◆ Prompt: Your answer should reproduce every line of the material in which the word "stem" occurs.

◆ Provided data:

- - -

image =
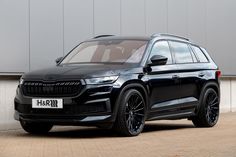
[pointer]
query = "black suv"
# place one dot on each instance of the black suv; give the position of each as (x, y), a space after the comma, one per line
(121, 82)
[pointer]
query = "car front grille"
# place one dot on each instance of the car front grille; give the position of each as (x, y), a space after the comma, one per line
(48, 89)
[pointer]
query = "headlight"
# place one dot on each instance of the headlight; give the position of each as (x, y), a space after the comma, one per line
(101, 80)
(21, 81)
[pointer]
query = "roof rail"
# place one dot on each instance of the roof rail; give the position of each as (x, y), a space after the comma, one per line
(169, 35)
(100, 36)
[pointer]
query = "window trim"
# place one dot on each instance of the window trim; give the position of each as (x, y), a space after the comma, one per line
(174, 52)
(191, 45)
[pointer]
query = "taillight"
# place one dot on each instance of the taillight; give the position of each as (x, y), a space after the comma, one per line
(218, 73)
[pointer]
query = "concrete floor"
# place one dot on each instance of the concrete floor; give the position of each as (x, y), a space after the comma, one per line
(159, 138)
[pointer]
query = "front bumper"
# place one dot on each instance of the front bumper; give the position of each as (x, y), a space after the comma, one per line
(92, 106)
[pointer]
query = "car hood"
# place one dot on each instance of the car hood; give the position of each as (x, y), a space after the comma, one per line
(78, 71)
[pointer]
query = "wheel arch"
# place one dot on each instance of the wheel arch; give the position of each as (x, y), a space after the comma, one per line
(133, 84)
(209, 84)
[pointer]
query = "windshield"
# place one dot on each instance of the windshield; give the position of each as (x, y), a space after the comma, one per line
(107, 51)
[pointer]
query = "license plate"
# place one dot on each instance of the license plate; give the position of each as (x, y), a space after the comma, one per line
(47, 103)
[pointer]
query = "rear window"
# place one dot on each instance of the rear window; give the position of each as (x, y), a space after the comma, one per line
(200, 54)
(182, 52)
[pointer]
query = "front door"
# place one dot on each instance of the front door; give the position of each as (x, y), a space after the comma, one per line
(163, 82)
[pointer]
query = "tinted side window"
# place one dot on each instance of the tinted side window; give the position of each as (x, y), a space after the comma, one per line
(162, 48)
(199, 53)
(182, 52)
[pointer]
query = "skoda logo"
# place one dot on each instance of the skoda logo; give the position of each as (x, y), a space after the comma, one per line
(47, 88)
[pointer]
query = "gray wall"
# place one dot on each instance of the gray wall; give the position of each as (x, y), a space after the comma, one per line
(35, 32)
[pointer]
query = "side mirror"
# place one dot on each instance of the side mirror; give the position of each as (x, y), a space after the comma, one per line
(158, 60)
(58, 60)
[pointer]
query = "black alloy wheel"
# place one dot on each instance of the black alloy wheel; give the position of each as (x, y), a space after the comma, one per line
(212, 107)
(209, 111)
(131, 114)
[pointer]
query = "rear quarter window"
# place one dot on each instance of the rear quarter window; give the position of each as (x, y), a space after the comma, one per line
(201, 56)
(182, 52)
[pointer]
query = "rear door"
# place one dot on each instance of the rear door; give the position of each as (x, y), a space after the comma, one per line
(189, 74)
(163, 82)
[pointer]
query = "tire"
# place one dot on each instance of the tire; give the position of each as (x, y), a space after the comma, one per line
(36, 128)
(131, 114)
(208, 114)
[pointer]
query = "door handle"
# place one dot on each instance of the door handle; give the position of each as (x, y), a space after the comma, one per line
(201, 74)
(175, 76)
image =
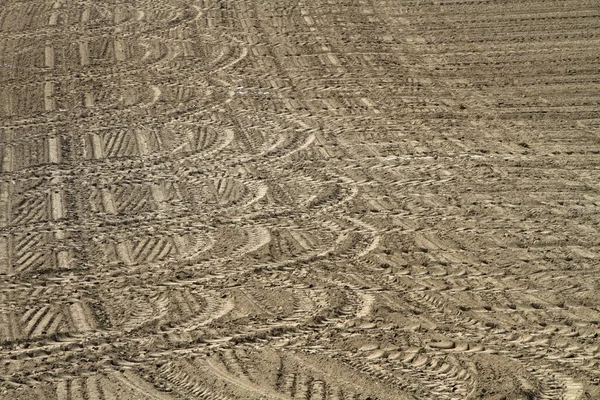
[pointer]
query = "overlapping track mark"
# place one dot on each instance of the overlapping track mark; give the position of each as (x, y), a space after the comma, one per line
(235, 141)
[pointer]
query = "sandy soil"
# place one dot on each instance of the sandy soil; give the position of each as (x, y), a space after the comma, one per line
(326, 199)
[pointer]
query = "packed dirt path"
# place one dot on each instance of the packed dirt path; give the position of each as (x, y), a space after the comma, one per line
(309, 199)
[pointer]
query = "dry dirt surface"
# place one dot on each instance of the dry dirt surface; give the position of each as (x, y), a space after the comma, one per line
(308, 199)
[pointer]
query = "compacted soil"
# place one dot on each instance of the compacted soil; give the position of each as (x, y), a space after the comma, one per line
(307, 199)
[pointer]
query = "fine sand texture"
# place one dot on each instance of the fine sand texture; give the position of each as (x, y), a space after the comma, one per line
(299, 199)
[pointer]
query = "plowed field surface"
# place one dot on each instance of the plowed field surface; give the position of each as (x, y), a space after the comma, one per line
(308, 199)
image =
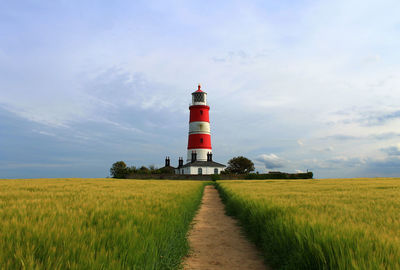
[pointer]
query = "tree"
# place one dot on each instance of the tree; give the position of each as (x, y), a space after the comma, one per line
(119, 170)
(240, 165)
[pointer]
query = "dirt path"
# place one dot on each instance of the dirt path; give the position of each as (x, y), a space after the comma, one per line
(217, 241)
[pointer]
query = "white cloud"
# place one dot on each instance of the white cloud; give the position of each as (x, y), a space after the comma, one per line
(271, 161)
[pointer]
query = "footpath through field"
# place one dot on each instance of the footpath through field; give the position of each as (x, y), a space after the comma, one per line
(216, 240)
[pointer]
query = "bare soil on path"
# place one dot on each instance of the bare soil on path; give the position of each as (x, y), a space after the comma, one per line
(217, 241)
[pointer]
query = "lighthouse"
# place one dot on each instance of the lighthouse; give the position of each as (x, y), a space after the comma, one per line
(199, 143)
(199, 151)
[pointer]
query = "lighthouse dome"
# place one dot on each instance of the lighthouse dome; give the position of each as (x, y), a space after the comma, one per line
(199, 97)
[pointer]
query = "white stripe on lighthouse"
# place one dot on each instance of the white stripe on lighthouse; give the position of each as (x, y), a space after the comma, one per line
(199, 127)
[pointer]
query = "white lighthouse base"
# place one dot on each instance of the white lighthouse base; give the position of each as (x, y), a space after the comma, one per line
(200, 168)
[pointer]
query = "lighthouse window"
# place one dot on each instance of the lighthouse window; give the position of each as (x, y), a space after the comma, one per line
(198, 97)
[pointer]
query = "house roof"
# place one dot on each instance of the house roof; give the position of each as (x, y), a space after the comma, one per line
(198, 163)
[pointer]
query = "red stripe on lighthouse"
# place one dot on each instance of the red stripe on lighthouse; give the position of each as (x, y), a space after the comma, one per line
(197, 141)
(199, 113)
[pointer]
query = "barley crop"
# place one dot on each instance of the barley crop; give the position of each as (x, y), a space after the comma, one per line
(95, 223)
(320, 224)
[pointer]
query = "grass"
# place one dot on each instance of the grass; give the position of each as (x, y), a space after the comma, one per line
(320, 224)
(95, 223)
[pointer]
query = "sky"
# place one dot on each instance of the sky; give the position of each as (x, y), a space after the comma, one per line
(292, 85)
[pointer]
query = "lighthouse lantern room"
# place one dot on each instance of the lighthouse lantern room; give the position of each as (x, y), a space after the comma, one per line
(199, 150)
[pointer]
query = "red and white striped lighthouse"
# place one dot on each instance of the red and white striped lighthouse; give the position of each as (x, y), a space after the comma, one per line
(199, 145)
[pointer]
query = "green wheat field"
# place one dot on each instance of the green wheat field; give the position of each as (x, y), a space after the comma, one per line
(320, 224)
(95, 223)
(143, 224)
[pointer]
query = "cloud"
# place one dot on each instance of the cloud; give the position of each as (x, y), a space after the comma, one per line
(392, 150)
(271, 161)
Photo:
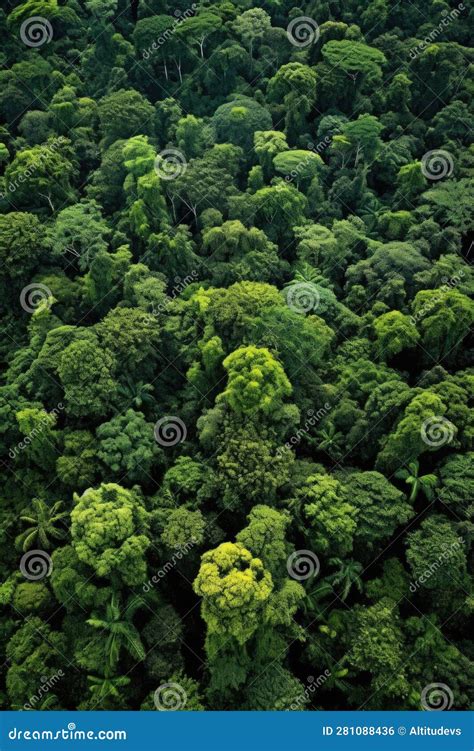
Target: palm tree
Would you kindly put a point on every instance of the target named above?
(347, 575)
(425, 483)
(43, 521)
(121, 633)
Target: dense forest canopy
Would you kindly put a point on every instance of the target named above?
(236, 377)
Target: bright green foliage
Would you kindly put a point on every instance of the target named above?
(256, 381)
(251, 222)
(235, 588)
(265, 537)
(34, 650)
(44, 522)
(42, 176)
(85, 370)
(108, 532)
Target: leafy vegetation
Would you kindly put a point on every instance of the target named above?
(236, 368)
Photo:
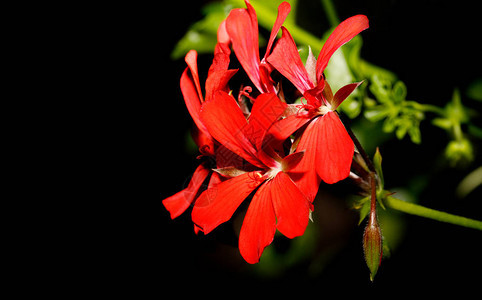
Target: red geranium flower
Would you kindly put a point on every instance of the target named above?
(277, 202)
(329, 148)
(242, 28)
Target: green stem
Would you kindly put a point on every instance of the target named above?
(330, 12)
(418, 210)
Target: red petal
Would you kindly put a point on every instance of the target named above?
(286, 59)
(304, 173)
(259, 225)
(226, 123)
(178, 203)
(336, 149)
(290, 205)
(343, 93)
(292, 160)
(216, 205)
(341, 35)
(242, 27)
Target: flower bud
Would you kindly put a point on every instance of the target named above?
(372, 246)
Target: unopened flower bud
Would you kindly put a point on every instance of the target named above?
(372, 245)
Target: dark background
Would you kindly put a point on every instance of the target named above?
(434, 47)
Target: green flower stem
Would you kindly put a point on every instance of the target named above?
(418, 210)
(427, 108)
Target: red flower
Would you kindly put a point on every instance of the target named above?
(329, 148)
(217, 79)
(242, 28)
(277, 202)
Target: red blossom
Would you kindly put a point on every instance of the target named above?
(252, 149)
(329, 148)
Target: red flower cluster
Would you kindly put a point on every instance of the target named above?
(263, 147)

- - -

◆ Response below:
Target: green stem
Target: green flower stem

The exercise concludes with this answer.